[Dataset rows]
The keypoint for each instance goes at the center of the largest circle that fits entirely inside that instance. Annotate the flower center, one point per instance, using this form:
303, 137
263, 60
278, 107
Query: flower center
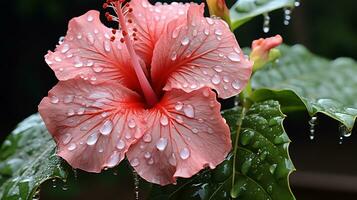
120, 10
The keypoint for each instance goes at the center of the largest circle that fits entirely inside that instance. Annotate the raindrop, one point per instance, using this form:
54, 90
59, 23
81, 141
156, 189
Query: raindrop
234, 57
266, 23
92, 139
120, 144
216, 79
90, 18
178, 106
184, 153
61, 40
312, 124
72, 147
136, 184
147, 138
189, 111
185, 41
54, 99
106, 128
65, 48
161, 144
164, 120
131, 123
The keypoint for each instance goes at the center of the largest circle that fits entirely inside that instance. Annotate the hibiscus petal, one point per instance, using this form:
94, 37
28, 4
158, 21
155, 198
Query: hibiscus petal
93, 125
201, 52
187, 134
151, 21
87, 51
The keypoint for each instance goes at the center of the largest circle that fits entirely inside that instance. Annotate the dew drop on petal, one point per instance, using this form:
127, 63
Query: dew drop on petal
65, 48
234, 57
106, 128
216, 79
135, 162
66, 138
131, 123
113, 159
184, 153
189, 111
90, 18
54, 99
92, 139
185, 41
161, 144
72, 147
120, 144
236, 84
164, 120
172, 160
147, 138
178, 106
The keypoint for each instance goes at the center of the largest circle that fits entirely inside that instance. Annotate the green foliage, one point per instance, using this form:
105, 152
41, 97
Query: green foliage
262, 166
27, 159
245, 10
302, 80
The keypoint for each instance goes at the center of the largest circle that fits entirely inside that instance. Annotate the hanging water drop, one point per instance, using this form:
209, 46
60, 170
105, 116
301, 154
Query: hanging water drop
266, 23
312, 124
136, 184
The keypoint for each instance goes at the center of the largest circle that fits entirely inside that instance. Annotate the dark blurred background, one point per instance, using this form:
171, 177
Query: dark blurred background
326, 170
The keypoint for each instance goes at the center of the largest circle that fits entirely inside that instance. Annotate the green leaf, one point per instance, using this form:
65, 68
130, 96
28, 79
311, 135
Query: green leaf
==
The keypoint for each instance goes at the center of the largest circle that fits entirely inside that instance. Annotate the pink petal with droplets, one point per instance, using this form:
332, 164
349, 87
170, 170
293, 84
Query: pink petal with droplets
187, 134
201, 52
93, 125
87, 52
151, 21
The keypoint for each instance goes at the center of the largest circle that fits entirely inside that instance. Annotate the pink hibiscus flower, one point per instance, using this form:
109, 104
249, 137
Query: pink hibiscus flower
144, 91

#### Task:
Print the rows that begin at the line containing "green leaf, one" and end at the line containing "Query: green leaf", with both of those lines included.

#### Result for this exercise:
The keypoint for each instance goes at the center of the largest circle that fits entirely inside that instance. Annotate the green leaf, one point per instance, using this form:
65, 68
130, 96
28, 79
311, 135
Query: green leaf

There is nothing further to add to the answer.